(PROVIDED RECORDS)

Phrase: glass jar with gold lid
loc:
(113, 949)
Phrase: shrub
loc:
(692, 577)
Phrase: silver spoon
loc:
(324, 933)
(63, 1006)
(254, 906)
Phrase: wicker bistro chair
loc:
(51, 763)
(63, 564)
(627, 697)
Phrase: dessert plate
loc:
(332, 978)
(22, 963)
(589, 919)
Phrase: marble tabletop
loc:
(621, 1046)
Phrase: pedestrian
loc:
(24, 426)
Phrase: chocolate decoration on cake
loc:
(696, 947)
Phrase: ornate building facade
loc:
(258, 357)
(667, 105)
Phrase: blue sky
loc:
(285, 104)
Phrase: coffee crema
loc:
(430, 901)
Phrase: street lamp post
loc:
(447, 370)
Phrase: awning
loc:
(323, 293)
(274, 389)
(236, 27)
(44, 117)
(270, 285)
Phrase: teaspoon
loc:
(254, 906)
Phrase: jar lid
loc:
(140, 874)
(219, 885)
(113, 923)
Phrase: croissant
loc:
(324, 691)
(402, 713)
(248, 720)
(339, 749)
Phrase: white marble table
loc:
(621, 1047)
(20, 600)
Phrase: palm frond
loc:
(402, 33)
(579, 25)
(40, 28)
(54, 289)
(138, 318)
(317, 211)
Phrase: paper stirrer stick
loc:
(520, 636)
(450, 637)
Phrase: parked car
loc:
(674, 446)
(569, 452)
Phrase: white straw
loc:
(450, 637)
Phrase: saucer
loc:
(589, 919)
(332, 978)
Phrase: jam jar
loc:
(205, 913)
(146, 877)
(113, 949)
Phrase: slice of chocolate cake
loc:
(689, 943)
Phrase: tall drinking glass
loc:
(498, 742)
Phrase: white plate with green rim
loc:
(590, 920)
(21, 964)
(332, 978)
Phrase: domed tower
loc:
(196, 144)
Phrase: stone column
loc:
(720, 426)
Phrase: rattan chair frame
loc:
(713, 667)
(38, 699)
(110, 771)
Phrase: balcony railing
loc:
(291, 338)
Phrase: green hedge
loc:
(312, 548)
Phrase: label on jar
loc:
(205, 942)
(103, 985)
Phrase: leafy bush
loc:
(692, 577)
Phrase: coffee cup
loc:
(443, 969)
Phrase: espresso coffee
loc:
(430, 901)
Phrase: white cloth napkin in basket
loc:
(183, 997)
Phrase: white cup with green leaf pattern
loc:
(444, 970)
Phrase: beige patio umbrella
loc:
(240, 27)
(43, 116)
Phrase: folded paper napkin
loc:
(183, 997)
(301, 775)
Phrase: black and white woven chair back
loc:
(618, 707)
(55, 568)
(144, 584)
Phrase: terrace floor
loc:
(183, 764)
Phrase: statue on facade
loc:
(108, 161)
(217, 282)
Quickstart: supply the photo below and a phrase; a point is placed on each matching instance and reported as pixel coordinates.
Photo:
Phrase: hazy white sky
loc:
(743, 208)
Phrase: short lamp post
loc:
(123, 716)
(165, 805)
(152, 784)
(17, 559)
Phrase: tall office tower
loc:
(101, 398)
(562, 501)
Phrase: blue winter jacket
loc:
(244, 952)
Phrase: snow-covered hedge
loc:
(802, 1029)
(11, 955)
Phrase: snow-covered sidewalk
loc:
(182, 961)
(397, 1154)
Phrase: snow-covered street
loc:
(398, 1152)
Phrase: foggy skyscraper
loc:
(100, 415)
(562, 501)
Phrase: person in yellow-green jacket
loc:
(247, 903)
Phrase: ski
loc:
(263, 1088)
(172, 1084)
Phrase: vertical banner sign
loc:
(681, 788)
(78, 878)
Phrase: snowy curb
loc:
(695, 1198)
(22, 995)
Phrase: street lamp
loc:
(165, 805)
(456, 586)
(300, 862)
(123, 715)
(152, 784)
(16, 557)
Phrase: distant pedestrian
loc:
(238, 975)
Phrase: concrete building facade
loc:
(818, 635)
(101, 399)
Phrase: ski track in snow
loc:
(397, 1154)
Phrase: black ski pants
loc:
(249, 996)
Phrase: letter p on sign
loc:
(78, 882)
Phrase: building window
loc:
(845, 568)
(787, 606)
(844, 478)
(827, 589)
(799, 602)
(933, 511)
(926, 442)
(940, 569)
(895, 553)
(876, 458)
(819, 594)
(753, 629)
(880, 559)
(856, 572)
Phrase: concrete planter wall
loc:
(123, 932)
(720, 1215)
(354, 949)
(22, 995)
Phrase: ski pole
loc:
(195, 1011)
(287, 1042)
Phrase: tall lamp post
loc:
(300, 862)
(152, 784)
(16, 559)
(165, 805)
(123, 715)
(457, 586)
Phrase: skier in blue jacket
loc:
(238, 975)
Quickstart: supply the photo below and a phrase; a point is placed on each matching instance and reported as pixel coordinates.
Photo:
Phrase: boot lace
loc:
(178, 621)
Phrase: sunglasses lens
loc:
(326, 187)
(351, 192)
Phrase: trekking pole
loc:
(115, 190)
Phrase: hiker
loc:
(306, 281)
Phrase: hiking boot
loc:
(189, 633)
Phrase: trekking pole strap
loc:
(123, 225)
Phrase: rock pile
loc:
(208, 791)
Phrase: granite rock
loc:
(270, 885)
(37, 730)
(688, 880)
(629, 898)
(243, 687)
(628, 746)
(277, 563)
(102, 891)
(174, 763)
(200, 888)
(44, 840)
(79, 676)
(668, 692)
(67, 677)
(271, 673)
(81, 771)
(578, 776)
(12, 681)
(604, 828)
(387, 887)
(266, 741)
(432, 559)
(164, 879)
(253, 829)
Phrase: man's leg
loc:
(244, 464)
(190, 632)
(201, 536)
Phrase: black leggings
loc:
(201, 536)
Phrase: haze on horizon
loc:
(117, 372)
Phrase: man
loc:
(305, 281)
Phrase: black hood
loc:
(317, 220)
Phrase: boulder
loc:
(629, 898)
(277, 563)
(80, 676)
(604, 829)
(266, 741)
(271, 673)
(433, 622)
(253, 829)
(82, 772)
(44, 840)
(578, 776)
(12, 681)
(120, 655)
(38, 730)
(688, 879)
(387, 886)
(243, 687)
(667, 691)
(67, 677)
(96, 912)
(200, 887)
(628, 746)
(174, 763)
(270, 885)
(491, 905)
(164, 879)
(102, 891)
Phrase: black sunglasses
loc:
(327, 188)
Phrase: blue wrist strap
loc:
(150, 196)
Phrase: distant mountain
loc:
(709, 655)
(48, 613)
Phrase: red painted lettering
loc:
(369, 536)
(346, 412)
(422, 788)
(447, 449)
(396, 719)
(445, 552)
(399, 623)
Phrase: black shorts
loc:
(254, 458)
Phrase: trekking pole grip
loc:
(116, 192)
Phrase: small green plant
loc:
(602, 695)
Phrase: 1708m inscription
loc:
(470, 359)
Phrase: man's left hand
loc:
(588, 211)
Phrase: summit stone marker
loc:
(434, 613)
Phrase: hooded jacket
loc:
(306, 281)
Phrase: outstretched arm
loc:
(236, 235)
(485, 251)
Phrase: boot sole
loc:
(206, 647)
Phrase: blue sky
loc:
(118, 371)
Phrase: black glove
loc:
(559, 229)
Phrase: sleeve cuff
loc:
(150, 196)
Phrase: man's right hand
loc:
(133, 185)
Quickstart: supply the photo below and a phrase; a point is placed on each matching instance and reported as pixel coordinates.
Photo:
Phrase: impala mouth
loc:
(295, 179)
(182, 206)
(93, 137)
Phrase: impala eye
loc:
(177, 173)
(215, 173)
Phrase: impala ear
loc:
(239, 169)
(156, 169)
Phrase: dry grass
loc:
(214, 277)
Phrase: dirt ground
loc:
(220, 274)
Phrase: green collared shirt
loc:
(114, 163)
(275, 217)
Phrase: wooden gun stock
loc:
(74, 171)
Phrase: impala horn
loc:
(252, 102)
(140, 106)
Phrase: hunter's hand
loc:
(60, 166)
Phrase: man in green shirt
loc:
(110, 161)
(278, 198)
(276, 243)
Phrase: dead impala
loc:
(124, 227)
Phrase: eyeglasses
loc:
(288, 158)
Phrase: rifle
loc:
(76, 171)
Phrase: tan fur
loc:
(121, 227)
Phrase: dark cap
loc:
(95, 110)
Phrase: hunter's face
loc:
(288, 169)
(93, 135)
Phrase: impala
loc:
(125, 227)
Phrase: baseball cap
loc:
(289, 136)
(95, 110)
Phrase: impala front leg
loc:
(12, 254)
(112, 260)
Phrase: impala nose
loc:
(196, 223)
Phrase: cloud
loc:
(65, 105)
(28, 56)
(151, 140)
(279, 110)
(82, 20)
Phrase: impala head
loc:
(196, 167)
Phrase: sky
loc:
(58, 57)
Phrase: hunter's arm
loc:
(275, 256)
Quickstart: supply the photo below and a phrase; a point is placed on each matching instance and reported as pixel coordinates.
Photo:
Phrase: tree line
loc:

(WHAT IS NEEDED)
Return, unchanged, every line of the material above from the line containing "Phrase: impala nose" through the final line, with both ends included.

(WRITTEN REPLY)
Phrase: impala nose
loc:
(196, 223)
Phrase: cloud
loc:
(65, 105)
(28, 56)
(151, 140)
(279, 110)
(82, 20)
Phrase: impala head
loc:
(196, 167)
Phrase: sky
loc:
(58, 57)
Phrase: hunter's arm
loc:
(275, 256)
Quickstart: supply the photo below and a phrase; a point is placed on each matching instance and reported as pixel coordinates.
Photo:
Phrase: tree line
loc:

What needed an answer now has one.